Prompt: Return, word for word, the line that contains "Step 1: scan the image for blue" and every line after it through the end of the records.

The records:
---------------

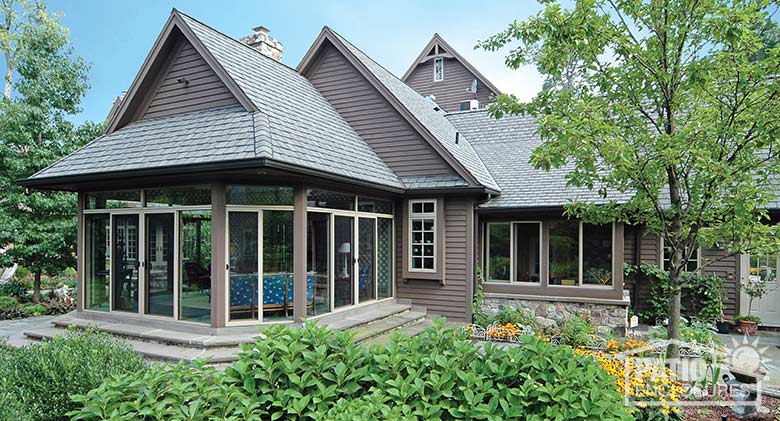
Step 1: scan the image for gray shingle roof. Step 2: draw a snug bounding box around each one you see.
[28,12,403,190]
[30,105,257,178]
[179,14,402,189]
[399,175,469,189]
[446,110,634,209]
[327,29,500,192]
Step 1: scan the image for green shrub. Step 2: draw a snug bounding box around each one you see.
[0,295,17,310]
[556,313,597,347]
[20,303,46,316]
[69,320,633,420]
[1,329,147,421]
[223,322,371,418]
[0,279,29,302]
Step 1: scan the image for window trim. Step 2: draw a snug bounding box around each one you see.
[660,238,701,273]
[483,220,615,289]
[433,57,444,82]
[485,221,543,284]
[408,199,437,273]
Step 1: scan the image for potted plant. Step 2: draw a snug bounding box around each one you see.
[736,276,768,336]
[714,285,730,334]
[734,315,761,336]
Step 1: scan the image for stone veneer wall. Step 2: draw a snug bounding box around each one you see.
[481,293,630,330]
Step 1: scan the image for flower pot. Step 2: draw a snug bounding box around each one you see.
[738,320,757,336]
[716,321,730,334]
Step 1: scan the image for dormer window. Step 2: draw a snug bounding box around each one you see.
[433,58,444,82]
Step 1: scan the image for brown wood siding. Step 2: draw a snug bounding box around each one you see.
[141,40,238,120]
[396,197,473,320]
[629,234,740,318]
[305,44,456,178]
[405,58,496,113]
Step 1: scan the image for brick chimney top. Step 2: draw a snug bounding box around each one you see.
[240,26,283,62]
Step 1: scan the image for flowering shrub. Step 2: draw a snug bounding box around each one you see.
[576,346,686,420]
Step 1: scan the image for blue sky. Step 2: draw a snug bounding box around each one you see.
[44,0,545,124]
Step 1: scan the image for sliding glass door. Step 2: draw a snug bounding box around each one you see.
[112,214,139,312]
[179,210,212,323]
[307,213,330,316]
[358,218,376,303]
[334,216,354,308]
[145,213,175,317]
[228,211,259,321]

---------------

Solution to this exercise:
Step 1: scan the image for blue sky. Step 2: draw a snug bounding box around each one you see.
[44,0,545,124]
Step 1: scan the image for sliding glass door. Step 2: draw a snug bounding box around each one you see.
[112,214,139,312]
[179,210,212,323]
[307,213,330,316]
[358,218,376,303]
[334,216,354,308]
[145,213,175,317]
[228,211,259,321]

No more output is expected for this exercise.